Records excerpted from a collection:
::::::::::
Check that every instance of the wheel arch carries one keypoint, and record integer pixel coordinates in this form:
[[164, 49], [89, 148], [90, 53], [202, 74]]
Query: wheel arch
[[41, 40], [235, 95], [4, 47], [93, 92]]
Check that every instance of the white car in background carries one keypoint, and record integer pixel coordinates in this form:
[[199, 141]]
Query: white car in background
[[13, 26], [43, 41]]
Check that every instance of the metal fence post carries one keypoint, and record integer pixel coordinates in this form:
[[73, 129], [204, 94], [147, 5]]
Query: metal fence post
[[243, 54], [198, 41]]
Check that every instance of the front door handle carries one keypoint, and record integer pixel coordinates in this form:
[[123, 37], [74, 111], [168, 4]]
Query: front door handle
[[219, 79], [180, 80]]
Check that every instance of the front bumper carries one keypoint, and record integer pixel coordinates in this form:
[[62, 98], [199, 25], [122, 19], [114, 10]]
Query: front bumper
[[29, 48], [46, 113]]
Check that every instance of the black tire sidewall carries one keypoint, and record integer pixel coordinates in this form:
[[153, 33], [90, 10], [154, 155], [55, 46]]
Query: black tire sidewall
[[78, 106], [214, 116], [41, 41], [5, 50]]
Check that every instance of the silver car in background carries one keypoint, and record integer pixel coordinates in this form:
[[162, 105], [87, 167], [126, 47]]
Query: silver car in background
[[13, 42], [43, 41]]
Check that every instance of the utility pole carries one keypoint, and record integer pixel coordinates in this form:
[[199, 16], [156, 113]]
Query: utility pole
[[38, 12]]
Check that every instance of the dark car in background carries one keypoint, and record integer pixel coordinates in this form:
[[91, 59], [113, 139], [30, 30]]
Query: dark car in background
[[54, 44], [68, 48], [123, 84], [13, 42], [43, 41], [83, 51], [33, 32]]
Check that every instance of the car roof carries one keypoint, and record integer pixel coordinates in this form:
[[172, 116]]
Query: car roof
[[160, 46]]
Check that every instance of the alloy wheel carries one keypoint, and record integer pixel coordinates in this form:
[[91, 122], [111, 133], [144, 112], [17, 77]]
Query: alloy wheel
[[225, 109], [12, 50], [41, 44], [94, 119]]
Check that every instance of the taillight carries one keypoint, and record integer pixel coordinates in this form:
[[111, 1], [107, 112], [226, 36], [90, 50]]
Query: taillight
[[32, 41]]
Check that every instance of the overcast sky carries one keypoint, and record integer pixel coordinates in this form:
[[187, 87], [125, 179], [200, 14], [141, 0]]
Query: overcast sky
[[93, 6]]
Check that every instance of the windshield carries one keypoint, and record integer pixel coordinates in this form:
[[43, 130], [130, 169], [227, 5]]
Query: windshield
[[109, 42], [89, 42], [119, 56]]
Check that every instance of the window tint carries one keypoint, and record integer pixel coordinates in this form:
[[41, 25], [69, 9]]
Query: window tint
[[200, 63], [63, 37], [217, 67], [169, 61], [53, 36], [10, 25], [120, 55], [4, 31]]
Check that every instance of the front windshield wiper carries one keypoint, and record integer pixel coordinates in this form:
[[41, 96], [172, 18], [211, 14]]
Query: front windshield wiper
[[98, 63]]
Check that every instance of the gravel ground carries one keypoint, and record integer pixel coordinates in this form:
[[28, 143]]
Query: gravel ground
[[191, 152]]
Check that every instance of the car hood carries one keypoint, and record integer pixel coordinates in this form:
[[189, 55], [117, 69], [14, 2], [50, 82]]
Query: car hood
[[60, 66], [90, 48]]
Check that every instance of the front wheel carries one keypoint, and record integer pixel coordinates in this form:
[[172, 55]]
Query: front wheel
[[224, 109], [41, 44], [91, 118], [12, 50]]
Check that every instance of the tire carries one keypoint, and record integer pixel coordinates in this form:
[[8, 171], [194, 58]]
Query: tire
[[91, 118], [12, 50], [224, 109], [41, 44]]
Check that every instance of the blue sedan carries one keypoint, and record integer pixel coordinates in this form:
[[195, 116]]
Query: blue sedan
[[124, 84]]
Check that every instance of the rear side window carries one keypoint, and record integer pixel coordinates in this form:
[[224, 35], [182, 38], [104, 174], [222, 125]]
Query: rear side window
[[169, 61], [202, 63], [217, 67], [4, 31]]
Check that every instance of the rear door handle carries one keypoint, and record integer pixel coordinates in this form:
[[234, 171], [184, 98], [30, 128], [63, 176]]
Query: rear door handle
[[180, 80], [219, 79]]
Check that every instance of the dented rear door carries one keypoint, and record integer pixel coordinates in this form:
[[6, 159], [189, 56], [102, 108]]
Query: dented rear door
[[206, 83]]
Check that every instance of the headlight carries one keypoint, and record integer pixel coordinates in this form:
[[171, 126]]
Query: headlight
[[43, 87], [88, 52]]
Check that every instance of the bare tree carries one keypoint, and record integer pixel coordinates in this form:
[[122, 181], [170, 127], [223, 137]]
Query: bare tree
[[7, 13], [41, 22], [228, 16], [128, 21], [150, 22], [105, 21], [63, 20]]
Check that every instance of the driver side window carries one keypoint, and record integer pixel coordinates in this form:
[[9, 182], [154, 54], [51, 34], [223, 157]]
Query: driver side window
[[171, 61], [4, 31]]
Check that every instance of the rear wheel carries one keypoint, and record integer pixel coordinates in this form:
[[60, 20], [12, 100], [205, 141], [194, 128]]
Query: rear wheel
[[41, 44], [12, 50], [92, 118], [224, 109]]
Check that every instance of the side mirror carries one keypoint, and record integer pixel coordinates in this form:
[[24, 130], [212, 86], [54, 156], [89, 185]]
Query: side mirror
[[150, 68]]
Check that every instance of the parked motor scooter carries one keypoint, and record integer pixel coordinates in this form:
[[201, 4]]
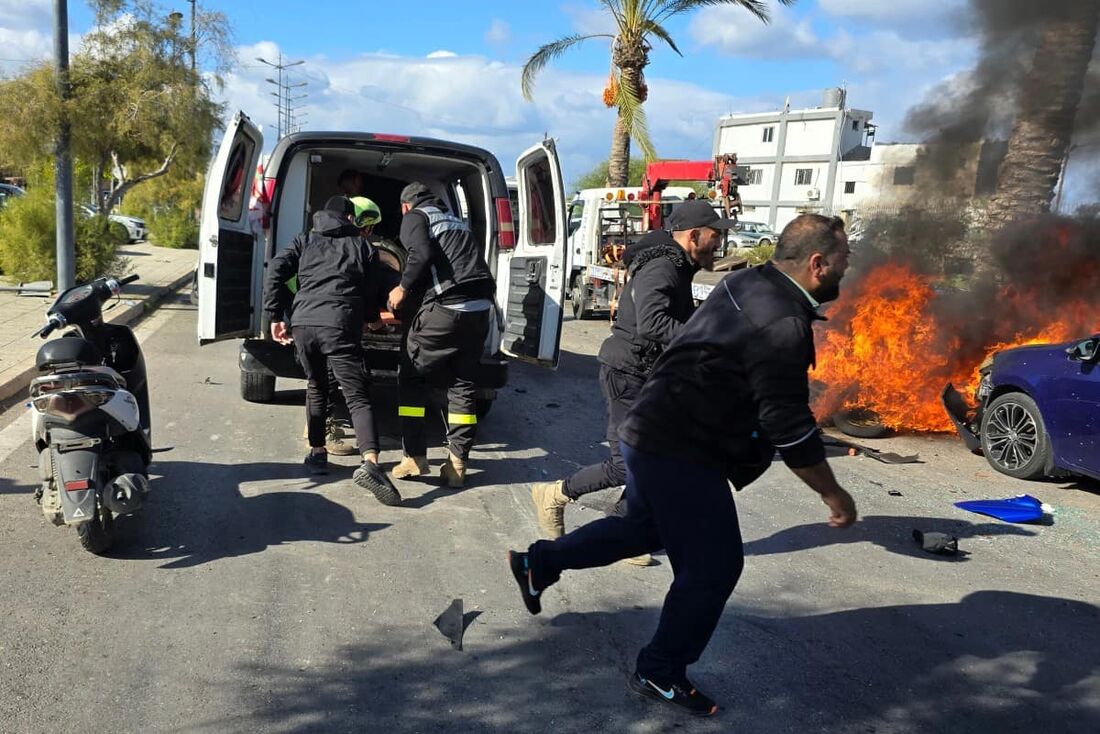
::::::::::
Copy every line above word for word, without any of the pictures.

Check that every instance of the wheel arch carries one keypoint, and record integer pixel coordinates in this form:
[[164, 49], [89, 148], [90, 53], [202, 74]]
Query: wheel arch
[[41, 40], [235, 95], [4, 47], [93, 92]]
Check that every instance of the white car in background carries one keypoint, and record integer pixel coordinates in this form:
[[199, 141]]
Query: white car in background
[[13, 26], [43, 41]]
Check that every instance of the metal fence post carries one keypoint, and record integer pixel coordinates in this form:
[[73, 129], [204, 94], [147, 5]]
Query: metal fence post
[[243, 54], [198, 41]]
Check that every instance of the front door handle carries one keypoint, and record integer pixel coordinates in this form:
[[123, 37], [74, 111], [168, 4]]
Query: front door handle
[[219, 79], [180, 80]]
Check that every instance of the front bumper carries one keypoint, and record integer pixel coordinates in this form:
[[62, 98], [199, 25], [122, 19], [114, 10]]
Query: front bumper
[[29, 48], [46, 113]]
Check that every instance of the black tire sidewall carries one keypoint, and record integer pixel coordinates in this form:
[[153, 33], [90, 10], [154, 155], [55, 46]]
Query: black tire sidewall
[[78, 106], [214, 116], [41, 41], [5, 50]]
Check that every instance of the silver car in background carries one keypoint, and record integer pixel coordinates in this form:
[[162, 105], [87, 167], [126, 47]]
Query: silver car in background
[[13, 42], [43, 41]]
Check that every instance of the utility pole carries one keypoint, and record integer pixel coordinates in this form:
[[199, 16], [156, 113]]
Query: utility pole
[[38, 12]]
Check that every instance of the dark car in background carries one keypoint, and record integer pixel coordinates in this form:
[[91, 59], [113, 139], [30, 30]]
Query: dark car in background
[[54, 44], [68, 48], [123, 84], [13, 42], [43, 41], [83, 51], [33, 32]]
Check that every instance of the car roof carries one keypoint, and record integer pixel coordinates in this form:
[[172, 116]]
Query: car roof
[[160, 46]]
Check that every instance of the alloy wheel carries one keypoint, and record integer pixel coordinates in this form:
[[91, 122], [111, 133], [144, 112], [17, 77]]
Query: alloy wheel
[[225, 109], [12, 50], [41, 44], [94, 119]]
Check that every instance of the taillight carries one keypoint, and record integer pixel coordinates in this form:
[[111, 1], [107, 112], [226, 36], [90, 50]]
Query: taillight
[[32, 41]]
Check that every instance of the overcast sky carries one keypoint, and record integer pixel coordinates in this form:
[[187, 87], [125, 179], [200, 14], [141, 0]]
Query: overcast sky
[[93, 6]]
Check that every instance of the windshield carries one keypoint, and record integer pixel coordinates in this form:
[[43, 130], [130, 169], [227, 5]]
Query: windshield
[[109, 42], [89, 42], [119, 56]]
Check that every instance of the window tint carries one keypoint, and record integer pixel coordinates in this form:
[[41, 25], [69, 9]]
Query: window tint
[[200, 63], [63, 37], [217, 67], [169, 61], [53, 36], [10, 25], [120, 55], [4, 31]]
Check that every instance of the front windshield wiper carries one keypoint, and record integer pixel coordinates in this form:
[[41, 96], [172, 18], [211, 14]]
Query: front windshield wiper
[[98, 63]]
Check that every instance of the gravel ground carries one keypoint, and record integer pixel coordinates in this form:
[[28, 143]]
Query: gravel ground
[[191, 152]]
Check that every instance of the car hood carries one keypoint, and record integer pixel coordinates in this form:
[[189, 55], [117, 69], [14, 2], [50, 82]]
Query: car hood
[[60, 66], [90, 48]]
Check that every instance of the front wheel carries one keypoint, and record integer pixel coordinates in this form:
[[172, 55]]
Query: front wheel
[[224, 109], [41, 44], [91, 118], [12, 50]]
Check that every instance of the tire carries one keypoint, and record integer pixel coordinates in this form:
[[8, 171], [194, 58]]
Query: tire
[[91, 118], [12, 50], [224, 109], [41, 44]]
Check that every instance of the blue sedan carries one keypoint, and record integer pixel coordinates in this form:
[[195, 116]]
Query: blue sedan
[[124, 84]]
Check that every instance of the rear side window carries one keypoint, and record integer pixel coordinates in this form:
[[224, 35], [182, 38], [104, 174], [222, 125]]
Query: rear side window
[[169, 61], [202, 63], [217, 67], [4, 31]]
Check that every instance of the rear door handle carries one keypoint, and record integer pixel coordinates in this form:
[[234, 171], [184, 98], [30, 128], [63, 176]]
Query: rear door handle
[[180, 80], [219, 79]]
Check that every instance of the dented rear door carries one keypoint, and record integer pixel coordinates in this form:
[[6, 159], [189, 56], [102, 108]]
Query: dented rear door
[[206, 83]]
Check that every instance of the headlight carries one keypoint, and record integer pixel coordinates in this form:
[[171, 126]]
Query: headlight
[[43, 87], [88, 52]]
Check that every instance of the bare tree carries one keypoint, and record integer pixel coordinates in this form:
[[122, 181], [170, 127], [223, 137]]
Query: bare tree
[[7, 13], [41, 22], [228, 16], [128, 21], [150, 22], [105, 21], [63, 20]]
Check that every instance of the driver side window carries one keypoint, and record integer pixel coordinates in this form:
[[9, 182], [154, 54], [51, 34], [223, 157]]
Query: driver side window
[[171, 61], [4, 31]]
Check that every instance of the rear wheel carries one keypoint, and record integer pixel coordinates in this form:
[[60, 20], [12, 100], [205, 141], [194, 128]]
Query: rear wheel
[[41, 44], [12, 50], [92, 118], [224, 109]]
Check that every instance of the side mirror carries one keypoint, and record integer pixel coordinates in this form:
[[24, 130], [212, 86], [54, 156], [89, 185]]
Query: side mirror
[[150, 68]]
Check that every instance of the parked motor scooter carries one keypoint, and record integer pixel coordinates in this form:
[[201, 4]]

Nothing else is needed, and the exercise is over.